Pointing records —
++++++++

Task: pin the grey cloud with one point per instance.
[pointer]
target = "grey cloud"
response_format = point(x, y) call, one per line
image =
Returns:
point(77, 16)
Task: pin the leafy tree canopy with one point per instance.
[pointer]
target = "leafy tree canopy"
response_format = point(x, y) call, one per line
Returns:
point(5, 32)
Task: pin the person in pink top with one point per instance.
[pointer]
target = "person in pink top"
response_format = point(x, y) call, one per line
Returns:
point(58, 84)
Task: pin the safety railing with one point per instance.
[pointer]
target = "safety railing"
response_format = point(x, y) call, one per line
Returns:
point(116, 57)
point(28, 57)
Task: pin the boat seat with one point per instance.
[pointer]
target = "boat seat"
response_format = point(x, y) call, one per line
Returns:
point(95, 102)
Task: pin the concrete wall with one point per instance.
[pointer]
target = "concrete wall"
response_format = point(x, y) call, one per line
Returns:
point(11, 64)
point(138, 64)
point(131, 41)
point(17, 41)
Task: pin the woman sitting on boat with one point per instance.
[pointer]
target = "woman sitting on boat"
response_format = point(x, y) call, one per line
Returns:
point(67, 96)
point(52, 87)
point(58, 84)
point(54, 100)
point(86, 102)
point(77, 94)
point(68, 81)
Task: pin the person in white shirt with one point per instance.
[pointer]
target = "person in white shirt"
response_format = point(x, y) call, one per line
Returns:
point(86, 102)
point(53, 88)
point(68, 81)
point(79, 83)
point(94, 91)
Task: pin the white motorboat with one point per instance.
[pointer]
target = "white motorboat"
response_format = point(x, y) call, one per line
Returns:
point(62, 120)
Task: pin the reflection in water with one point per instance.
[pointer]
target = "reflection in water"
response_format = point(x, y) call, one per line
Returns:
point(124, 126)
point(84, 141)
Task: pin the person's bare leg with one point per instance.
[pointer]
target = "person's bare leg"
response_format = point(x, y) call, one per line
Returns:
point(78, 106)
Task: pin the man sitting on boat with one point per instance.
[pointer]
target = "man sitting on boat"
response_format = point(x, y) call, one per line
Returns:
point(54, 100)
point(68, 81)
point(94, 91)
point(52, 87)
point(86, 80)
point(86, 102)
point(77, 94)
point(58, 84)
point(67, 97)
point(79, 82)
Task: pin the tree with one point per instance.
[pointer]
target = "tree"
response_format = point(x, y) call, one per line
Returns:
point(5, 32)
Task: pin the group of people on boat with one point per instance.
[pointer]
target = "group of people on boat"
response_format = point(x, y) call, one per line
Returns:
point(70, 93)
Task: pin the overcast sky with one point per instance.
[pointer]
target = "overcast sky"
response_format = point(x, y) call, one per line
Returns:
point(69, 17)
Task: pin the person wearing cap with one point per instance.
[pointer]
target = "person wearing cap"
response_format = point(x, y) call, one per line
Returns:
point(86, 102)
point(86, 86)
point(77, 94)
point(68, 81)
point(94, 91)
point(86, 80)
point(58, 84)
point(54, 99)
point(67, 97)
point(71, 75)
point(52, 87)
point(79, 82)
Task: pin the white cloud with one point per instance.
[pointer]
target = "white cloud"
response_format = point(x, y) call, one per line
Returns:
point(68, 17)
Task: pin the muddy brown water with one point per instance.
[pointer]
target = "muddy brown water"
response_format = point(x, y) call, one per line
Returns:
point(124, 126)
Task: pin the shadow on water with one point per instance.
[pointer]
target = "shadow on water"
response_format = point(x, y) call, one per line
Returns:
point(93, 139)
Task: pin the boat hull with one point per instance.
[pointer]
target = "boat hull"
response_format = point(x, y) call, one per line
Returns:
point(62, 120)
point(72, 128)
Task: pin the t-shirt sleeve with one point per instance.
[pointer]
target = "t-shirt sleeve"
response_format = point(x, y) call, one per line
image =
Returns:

++++++++

TO BE DONE —
Your task is to quote the listing above word for word.

ANSWER TO THIS TASK —
Task: pin the grey cloud with one point per instance.
[pointer]
target = "grey cloud"
response_format = point(x, y) call, one per line
image =
Returns:
point(77, 16)
Task: pin the leafy tree canopy with one point per instance.
[pointer]
target = "leafy tree canopy"
response_format = point(x, y) call, one per line
Returns:
point(5, 32)
Task: pin the person in pink top with one point per instance.
[pointer]
target = "person in pink top"
response_format = point(x, y) call, one per line
Returns:
point(58, 84)
Task: pin the safety railing with one point per instance.
[pointer]
target = "safety railing"
response_format = point(x, y) call, one per line
Returns:
point(116, 57)
point(28, 57)
Task: pin the boat seat with one point per instance.
[pointer]
target = "boat seat"
response_format = point(x, y) call, one per line
Returns:
point(95, 102)
Task: pin the concrete wall with one point per instance.
[pointer]
target = "concrete wall"
response_format = point(x, y) call, one per line
Returns:
point(11, 64)
point(138, 64)
point(131, 41)
point(17, 41)
Task: pin the woman sitting on boat with one point per instance.
[pointer]
target = "woman sitting on boat"
response_format = point(x, y) call, one per line
Returns:
point(67, 96)
point(52, 87)
point(58, 84)
point(54, 100)
point(86, 102)
point(77, 94)
point(68, 81)
Task: pin the person in white shirt with one point per instance.
[pointer]
target = "person in white shirt"
response_format = point(x, y) call, one per line
Returns:
point(86, 102)
point(53, 88)
point(68, 81)
point(79, 83)
point(94, 91)
Task: pin the white motorboat with one point per instance.
[pointer]
target = "white motorboat"
response_format = point(x, y) call, one per line
Returns:
point(62, 120)
Task: pin the reflection in water with one point per instance.
[pointer]
target = "reflection in water"
response_format = point(x, y) call, one per line
Returns:
point(124, 126)
point(84, 141)
Task: pin the person's bare leg with one point per instance.
[pointer]
target = "person's bare leg"
response_format = point(x, y) call, one per line
Returns:
point(78, 106)
Task: pin the man sitting on boat with one point per instance.
[pointer]
target = "man sitting on boat"
response_format = point(x, y) call, one per line
Returns:
point(54, 100)
point(68, 81)
point(94, 91)
point(52, 87)
point(86, 80)
point(86, 102)
point(77, 94)
point(58, 84)
point(67, 97)
point(79, 82)
Task: pin the tree with one point per instance.
[pointer]
target = "tree"
response_format = point(x, y) call, one per line
Returns:
point(5, 32)
Task: pin the group of people on boat with one point per instance.
[pointer]
target = "group of people on boat"
response_format = point(x, y) call, one per line
Returns:
point(70, 93)
Task: pin the overcast sky with one point per instance.
[pointer]
target = "overcast sky"
response_format = point(x, y) call, one per line
Returns:
point(69, 17)
Task: pin the person wearing cap with one point per instance.
[pointer]
target = "person wearing cap"
response_format = point(x, y) call, one per line
Returns:
point(86, 102)
point(86, 86)
point(77, 94)
point(68, 81)
point(94, 91)
point(86, 80)
point(58, 84)
point(54, 99)
point(67, 97)
point(71, 75)
point(52, 87)
point(79, 82)
Task: pin the white cloud with one point per instance.
[pointer]
target = "white cloud"
response_format = point(x, y) call, one per line
Returns:
point(68, 17)
Task: pin the muddy brown water with one point per instance.
[pointer]
target = "muddy brown water"
response_format = point(x, y) call, one per line
Returns:
point(124, 126)
Task: pin the shadow on water with one point per instance.
[pointer]
target = "shadow on water"
response_format = point(x, y) call, one per line
Returns:
point(93, 139)
Task: pin the boat hull with one point per instance.
[pointer]
target = "boat hull"
response_format = point(x, y) call, one per line
Returns:
point(62, 120)
point(72, 128)
Task: pin the t-shirt sleeve with one point per instance.
[pointer]
target = "t-shirt sleeve"
response_format = point(x, y) call, one per line
image =
Returns:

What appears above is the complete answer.